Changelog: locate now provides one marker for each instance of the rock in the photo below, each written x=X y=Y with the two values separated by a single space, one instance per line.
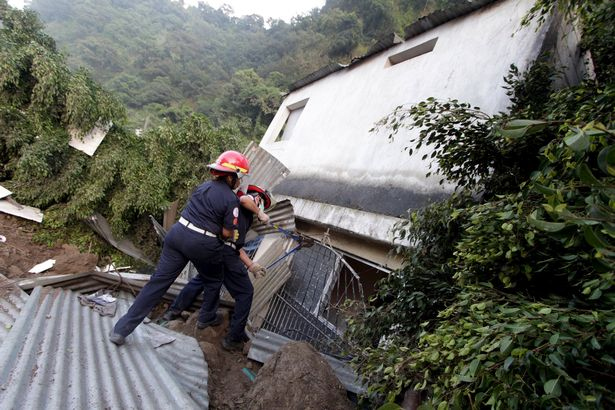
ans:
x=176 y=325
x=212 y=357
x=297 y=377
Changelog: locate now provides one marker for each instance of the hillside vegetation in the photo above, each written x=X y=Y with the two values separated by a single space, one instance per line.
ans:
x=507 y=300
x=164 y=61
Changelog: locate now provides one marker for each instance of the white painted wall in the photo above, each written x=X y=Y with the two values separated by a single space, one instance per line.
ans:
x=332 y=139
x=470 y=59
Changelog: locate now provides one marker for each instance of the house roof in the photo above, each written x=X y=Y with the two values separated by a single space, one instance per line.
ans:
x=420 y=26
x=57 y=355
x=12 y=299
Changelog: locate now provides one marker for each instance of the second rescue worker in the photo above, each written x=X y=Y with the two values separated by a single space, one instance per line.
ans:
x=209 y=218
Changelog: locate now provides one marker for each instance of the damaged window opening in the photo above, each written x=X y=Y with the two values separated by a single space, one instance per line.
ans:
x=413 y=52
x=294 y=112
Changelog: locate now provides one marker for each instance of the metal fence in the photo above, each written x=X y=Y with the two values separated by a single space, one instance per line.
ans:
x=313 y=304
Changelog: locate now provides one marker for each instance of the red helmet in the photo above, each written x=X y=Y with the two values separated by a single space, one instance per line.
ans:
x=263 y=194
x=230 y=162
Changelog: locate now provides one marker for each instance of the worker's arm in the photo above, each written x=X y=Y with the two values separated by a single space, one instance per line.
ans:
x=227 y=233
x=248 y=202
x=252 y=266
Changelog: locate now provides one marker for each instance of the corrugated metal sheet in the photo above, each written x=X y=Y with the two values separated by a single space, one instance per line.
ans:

========================

What the exercise asks:
Retype each line of the data exactly, beginning with the first; include the line containing "of the house" and stop there, skipping every picture.

Output of the task:
Changelog: locate now provides one marker for each instance of the rock in the photo below, each written x=X y=Y with the two values separated by a single space, one instance per line.
ans:
x=176 y=325
x=212 y=357
x=297 y=377
Changelog: locate now provides one marker for each instance of the hillside vegetation in the photo above, each written x=X y=Y with the two values separated by a single space, one instance per line.
ans:
x=507 y=300
x=164 y=61
Changelog: locate now provides one marker for each instance of the white painted wall in the photo above, each written x=X y=Y with the two values separated by a single space, one instance per line.
ans:
x=332 y=139
x=470 y=59
Changelog: locate now provides one marker for each instance of the house roof in the photo above, each written x=X y=Y with the two values separated by a single space, one instance per line.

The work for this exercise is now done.